DIRECTIVE:
Please copy every line of the listing below, rescaling each bounding-box coordinate by 1.3 and rounding it to a whole number, with halves rounded up. Leave all other text unchanged.

GIVEN RECORDS:
┄┄┄┄┄┄

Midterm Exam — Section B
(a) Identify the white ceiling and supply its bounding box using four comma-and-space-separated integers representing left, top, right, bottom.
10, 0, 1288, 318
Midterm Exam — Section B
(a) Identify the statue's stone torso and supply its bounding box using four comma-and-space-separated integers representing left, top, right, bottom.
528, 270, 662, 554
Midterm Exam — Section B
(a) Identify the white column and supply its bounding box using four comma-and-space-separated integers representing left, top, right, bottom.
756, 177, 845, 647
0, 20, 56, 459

┄┄┄┄┄┄

COMPLETE ANSWER:
Midterm Exam — Section B
(a) Identify the white ceiling and supply its bounding box using four comma-and-space-separated integers representing left, top, right, bottom.
13, 0, 1674, 413
Midterm Exam — Section B
(a) Identify the statue's stone torso and supply its bounding box using four comma-and-space-separated integers representing left, top, right, bottom.
686, 351, 861, 720
Midterm Exam — Section B
(a) Identify the white column and supply its bounding box using four comma-and-space-separated integers representing left, top, right, bottom.
983, 230, 1099, 841
0, 26, 73, 597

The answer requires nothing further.